EXERCISE INPUT
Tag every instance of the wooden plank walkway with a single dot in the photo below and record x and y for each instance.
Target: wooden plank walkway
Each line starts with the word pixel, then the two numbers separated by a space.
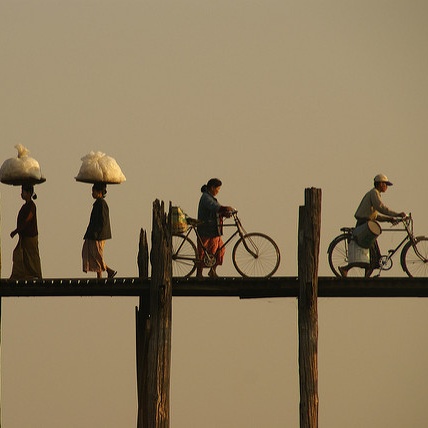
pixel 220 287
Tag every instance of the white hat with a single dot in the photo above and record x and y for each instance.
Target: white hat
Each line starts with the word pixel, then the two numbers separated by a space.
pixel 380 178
...
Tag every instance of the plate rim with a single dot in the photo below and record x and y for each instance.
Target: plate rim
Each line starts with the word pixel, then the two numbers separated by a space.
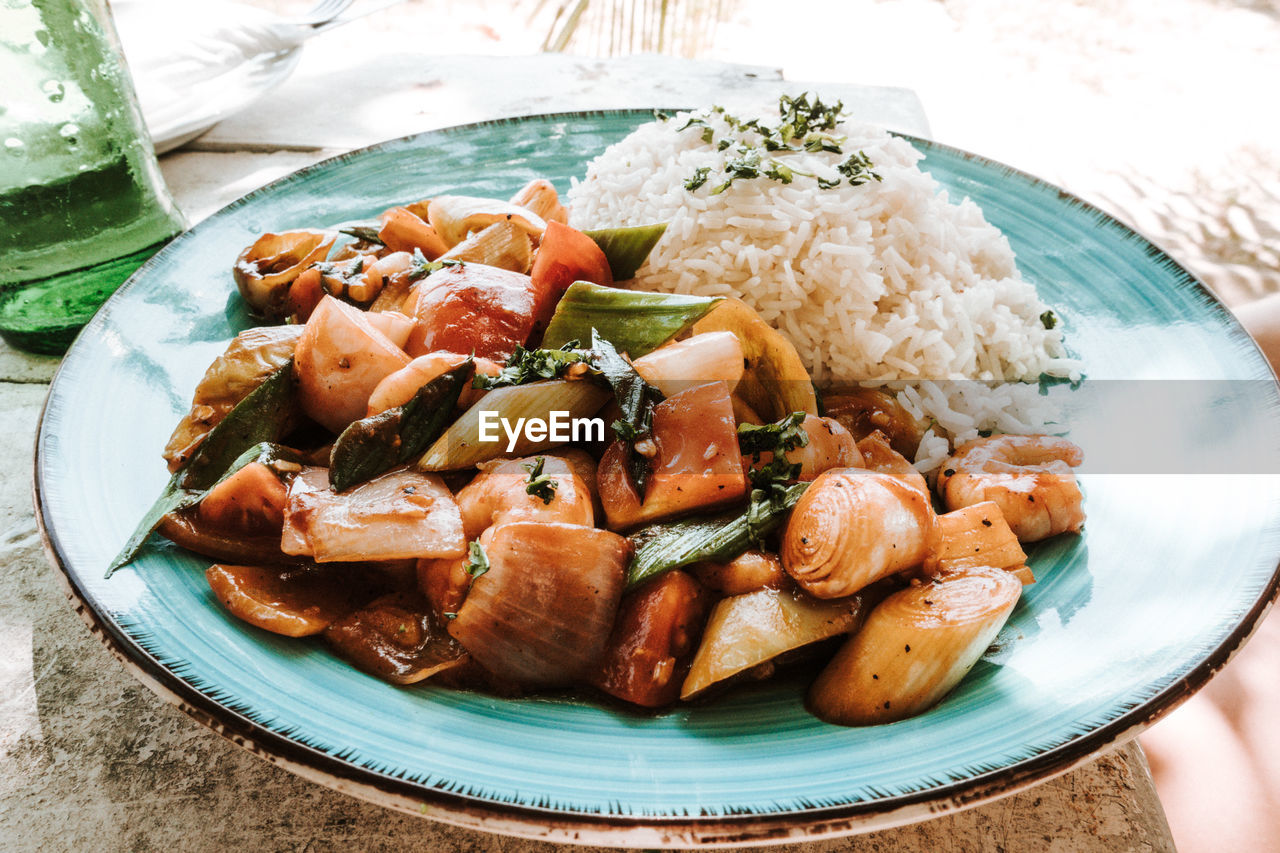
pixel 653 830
* * *
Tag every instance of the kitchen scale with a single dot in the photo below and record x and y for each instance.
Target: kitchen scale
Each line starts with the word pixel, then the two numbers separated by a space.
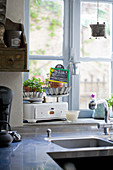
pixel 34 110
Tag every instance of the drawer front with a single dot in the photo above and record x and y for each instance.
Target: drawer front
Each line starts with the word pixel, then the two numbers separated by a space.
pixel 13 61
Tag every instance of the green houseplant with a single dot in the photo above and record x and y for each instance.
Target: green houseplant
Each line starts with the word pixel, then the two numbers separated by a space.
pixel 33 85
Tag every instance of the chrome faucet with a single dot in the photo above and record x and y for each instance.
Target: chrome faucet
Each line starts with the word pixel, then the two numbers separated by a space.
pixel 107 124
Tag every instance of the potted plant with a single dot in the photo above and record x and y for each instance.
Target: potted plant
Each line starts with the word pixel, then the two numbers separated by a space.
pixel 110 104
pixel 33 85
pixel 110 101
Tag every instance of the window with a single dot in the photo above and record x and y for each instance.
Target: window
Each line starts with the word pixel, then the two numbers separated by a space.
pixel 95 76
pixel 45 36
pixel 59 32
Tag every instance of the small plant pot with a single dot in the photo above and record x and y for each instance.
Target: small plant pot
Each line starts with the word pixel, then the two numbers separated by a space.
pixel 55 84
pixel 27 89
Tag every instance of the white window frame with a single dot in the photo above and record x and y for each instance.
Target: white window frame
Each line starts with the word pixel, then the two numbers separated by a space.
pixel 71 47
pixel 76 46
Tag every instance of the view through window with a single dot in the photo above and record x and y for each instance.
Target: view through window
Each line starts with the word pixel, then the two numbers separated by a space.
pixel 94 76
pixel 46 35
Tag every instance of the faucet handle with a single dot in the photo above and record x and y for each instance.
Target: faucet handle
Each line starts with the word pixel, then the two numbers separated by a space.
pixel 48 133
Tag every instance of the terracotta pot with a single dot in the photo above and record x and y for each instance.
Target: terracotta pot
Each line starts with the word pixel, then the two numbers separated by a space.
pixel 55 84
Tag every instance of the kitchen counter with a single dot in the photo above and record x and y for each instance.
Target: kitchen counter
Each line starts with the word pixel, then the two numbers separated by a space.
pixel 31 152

OBJECTIVE
Rewrite every line between those holding "Tag every instance of the wooden" and "pixel 380 178", inclusive, and increase each x and y coordinate in the answers by 89. Leave the pictures out.

SOLVED PROBLEM
Tag every instance of the wooden plank walkway with a single dot in the photo below and record x and y for each instance.
Target: wooden plank walkway
Each line starts with the word pixel, then the two numbers separated by a space.
pixel 309 376
Tag every instance of the white hat with a single dot in the photo above and record x and y for each instance.
Target: white hat
Each line starts with the word pixel, then the two numbers separated by a space.
pixel 469 267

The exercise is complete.